Il ministero dell'Interno australiano chiede di posticipare l'udienza sulla vicenda Djokovic, il tribunale dice no
Un nuovo tassello si aggiunge alla vicenda legata a Novak Djokovic.
Sabato, gli avvocati di Djokovic hanno depositato al Federal Circuit and Family Court di Melbourne, in vista dell'udienza di lunedì prossimo in cui si dovrà decidere o meno sulla sua espulsione dall'Australia, un documento di 35 pagine in cui sostengono che il loro cliente aveva tutti i requisiti per ottenere un certificato di esenzione dal vaccino a seguito di una recente infezione da Covid, così come il visto di ingresso nel Paese, revocatogli per una serie di "errori giurisdizionali" di cui il tennista serbo sarebbe vittima inconsapevole e non responsabile.
La novità sta nel fatto che a sorpresa, le autorità australiane hanno chiesto al tribunale dove si discuterà la causa Djokovic di spostare l'udienza da lunedì a mercoledì, ritardandola pertanto di un paio di giorni. Perché? Non è stato spiegato. Nelle scorse ore, però, sembra sempre più confermarsi l'idea che il tennista serbo - al di là delle sue convinzioni su vaccini e medicina - sia effettivamente rimasto vittima di un pasticcio burocratico, tra organizzatori degli Open d'Australia, Stato del Victoria e Governo federale, che farebbe persino invidia all'Italia.
Nel frattempo numerosi tifosi di Djokovic stazionano presso la struttura dove è stato costretto a risiedere, che ospita gli immigrati in attesa di chiarire il loro status, per dare supporto al campione serbo, mentre a dare ancor più corpo alla pagliacciata mediatica in atto vi sono le dichiarazioni della famiglia Djokovic, che si lamenta perché al loro congiunto siano stati negati i diritti minimi concessi agli esseri umani, anche per non avergli permesso il soggiorno in un albergo a 5 stelle, tanto da far loro dire che Novak è stato trattato come Gesù.

Dati di partenza:
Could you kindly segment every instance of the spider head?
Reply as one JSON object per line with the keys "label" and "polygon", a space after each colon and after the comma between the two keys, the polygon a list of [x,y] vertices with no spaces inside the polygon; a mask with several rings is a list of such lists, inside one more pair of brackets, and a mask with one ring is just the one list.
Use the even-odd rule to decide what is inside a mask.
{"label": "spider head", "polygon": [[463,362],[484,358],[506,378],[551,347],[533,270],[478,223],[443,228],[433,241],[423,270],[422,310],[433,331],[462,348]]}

Consegna 1:
Di' se ognuna di queste frasi è d'accordo con l'articolo su Djokovic. Rispondi sì o no e riporta tra virgolette le parole dell'articolo che lo decidono: (a) Il documento depositato dagli avvocati di Djokovic è di 35 pagine. (b) Le autorità australiane hanno spiegato perché volevano spostare l'udienza. (c) L'udienza era fissata per lunedì.
Consegna 2:
Traduci in inglese questa frase dell'articolo su Djokovic: "Un nuovo tassello si aggiunge alla vicenda legata a Novak Djokovic."
Consegna 3:
Secondo l'articolo su Djokovic, a quale giorno le autorità australiane volevano spostare l'udienza?

Risposta 1:
(a) Sì: "un documento di 35 pagine".
(b) No: "Perché? Non è stato spiegato."
(c) Sì: "in vista dell'udienza di lunedì prossimo".

Risposta 2:
A new piece has been added to the affair surrounding Novak Djokovic.

Risposta 3:
A mercoledì.